▶ Short problem 1
Gather every row below that contains the string "sweater", and copy each such row in full.

Redemption Agreement, dated as of July 26, 2021, by and between Iconic Brands, Inc. and Jason DiPaola, dated as of July 26, 2021

EX-10.13 15 icnb_ex1013.htm REDEMPTION AGREEMENT icnb_ex1013.htm

EXHIBIT 10.13

 

REDEMPTION AGREEMENT

 

This REDEMPTION AGREEMENT (this “Agreement”), dated as of July 26, 2021, by and between Jason DiPaola (“JD”) and Iconic Brands, Inc., a Nevada corporation (the “Company”).

 

W I T N E S S E T H :

 

WHEREAS, JD is the owner of Seventy Five (75) uncertificated shares of the Company’s Series F Convertible Preferred Stock, par value $0.001 per share (the “Securities”);

 

WHEREAS, the Securities are convertible into One Hundred Twenty Thousand (120,000) shares of the Company’s common stock, par value $0.001 per share; and

 

WHEREAS, JD desires to sell all of the Securities owned by him to the Company and the Company desires to redeem all of the Securities owned by JD upon the terms hereinafter set forth.

 

NOW, THEREFORE, in consideration of the mutual promises and covenants herein contained and other good and valuable consideration, the receipt and sufficiency of which are hereby acknowledged, and intending to be legally bound, the parties hereto agree as follows:

 

SECTION 1. REDEMPTION OF SECURITIES.

▶ Entries provided
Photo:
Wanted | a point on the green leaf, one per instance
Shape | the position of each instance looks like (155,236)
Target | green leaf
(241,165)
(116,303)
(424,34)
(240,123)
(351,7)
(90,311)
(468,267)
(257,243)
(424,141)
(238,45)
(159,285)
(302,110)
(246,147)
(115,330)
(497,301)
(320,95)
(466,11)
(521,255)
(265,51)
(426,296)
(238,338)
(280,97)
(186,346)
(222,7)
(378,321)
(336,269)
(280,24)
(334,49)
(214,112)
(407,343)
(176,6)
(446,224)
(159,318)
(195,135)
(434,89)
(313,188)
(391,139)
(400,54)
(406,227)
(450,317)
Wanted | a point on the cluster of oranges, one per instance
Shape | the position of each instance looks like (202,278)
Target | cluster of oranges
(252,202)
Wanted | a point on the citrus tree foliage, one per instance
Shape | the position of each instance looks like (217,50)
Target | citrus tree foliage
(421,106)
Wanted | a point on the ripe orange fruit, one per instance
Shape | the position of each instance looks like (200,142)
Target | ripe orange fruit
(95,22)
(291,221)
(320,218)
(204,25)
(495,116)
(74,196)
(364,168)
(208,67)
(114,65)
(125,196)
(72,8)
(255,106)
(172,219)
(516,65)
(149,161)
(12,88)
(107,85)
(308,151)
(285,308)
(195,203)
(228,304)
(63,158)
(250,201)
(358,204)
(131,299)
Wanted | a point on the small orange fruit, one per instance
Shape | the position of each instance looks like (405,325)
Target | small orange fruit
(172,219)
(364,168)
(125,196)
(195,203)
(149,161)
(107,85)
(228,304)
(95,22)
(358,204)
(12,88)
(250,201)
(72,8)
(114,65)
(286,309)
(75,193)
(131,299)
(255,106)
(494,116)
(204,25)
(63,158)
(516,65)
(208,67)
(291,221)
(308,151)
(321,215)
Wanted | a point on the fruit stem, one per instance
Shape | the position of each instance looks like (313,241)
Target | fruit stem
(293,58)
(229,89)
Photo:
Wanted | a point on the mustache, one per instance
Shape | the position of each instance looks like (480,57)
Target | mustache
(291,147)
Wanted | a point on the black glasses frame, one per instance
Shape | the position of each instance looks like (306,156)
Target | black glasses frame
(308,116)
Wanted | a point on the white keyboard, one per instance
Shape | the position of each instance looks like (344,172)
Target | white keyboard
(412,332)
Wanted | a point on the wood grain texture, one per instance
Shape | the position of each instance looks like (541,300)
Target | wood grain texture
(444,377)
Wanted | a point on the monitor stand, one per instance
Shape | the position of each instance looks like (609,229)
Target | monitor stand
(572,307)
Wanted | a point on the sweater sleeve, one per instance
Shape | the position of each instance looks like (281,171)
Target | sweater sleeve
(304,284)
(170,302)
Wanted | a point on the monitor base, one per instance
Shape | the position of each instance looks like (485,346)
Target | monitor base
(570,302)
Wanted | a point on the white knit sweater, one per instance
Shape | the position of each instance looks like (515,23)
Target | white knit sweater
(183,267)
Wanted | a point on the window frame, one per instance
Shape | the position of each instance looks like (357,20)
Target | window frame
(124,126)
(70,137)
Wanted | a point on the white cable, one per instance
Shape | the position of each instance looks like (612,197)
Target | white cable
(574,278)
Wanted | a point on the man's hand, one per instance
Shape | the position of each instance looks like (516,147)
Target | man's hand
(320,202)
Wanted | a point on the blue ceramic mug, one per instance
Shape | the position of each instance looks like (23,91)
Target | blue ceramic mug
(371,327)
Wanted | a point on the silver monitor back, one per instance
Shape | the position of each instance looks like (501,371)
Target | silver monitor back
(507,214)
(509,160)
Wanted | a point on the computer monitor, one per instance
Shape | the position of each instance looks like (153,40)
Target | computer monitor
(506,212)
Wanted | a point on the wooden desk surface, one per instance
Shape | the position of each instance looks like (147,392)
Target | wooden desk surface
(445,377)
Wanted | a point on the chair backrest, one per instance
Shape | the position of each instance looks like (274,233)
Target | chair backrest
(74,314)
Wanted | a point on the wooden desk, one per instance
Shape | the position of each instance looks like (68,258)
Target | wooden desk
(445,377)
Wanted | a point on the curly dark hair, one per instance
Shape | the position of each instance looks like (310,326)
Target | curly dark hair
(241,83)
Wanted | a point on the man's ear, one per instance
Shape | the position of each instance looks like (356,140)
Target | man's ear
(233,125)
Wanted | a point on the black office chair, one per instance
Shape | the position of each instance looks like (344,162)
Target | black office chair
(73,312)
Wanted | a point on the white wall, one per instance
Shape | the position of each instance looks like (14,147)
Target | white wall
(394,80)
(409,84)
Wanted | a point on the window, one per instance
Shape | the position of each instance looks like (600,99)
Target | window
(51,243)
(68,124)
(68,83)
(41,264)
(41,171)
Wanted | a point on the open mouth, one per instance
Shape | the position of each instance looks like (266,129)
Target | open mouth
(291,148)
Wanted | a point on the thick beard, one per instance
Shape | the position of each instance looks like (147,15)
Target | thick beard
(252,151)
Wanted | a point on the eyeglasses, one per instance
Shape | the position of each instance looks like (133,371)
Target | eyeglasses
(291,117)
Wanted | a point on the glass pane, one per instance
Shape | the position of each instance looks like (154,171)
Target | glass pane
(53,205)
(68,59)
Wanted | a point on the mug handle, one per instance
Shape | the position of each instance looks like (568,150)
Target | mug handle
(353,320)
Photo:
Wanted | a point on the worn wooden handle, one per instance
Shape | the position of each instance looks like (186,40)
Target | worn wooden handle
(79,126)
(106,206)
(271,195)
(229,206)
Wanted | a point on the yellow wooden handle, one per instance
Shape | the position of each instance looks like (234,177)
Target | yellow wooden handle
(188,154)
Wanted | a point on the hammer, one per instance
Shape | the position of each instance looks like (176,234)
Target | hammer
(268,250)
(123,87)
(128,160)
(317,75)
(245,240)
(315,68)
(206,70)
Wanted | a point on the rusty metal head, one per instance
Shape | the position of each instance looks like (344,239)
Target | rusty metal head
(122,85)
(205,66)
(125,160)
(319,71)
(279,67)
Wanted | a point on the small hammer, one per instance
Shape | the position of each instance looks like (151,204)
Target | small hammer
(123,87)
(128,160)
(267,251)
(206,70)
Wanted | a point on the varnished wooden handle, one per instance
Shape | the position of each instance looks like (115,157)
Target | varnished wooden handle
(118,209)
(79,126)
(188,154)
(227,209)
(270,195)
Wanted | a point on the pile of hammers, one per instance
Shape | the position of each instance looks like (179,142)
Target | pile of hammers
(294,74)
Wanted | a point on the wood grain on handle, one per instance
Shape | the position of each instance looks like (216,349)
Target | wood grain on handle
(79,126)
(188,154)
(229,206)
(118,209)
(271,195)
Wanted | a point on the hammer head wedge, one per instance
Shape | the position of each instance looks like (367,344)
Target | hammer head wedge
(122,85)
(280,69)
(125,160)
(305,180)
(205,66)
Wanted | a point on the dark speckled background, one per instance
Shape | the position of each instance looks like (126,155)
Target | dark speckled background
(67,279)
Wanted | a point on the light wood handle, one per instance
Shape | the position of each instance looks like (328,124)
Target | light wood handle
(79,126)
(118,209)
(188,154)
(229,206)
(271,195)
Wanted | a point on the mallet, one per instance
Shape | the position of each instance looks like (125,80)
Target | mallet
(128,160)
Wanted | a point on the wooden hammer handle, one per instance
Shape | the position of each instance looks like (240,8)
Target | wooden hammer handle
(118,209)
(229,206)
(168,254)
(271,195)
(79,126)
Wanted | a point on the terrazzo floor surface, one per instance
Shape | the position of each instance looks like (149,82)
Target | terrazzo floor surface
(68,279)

▶ Short problem 2
Using the redemption agreement above, say yes or no to each statement and quote the words of the agreement that decide it: (a) the Company is a Nevada corporation; (b) JD owns 120,000 shares of the Company’s Series F Convertible Preferred Stock; (c) the Securities have a par value of $0.001 per share.

▶ Correct response 1
Wanted | a point on the sweater sleeve, one per instance
Target | sweater sleeve
Wanted | a point on the white knit sweater, one per instance
Target | white knit sweater

▶ Correct response 2
(a) Yes: "Iconic Brands, Inc., a Nevada corporation"
(b) No: "JD is the owner of Seventy Five (75) uncertificated shares of the Company’s Series F Convertible Preferred Stock"
(c) Yes: "Series F Convertible Preferred Stock, par value $0.001 per share (the “Securities”)"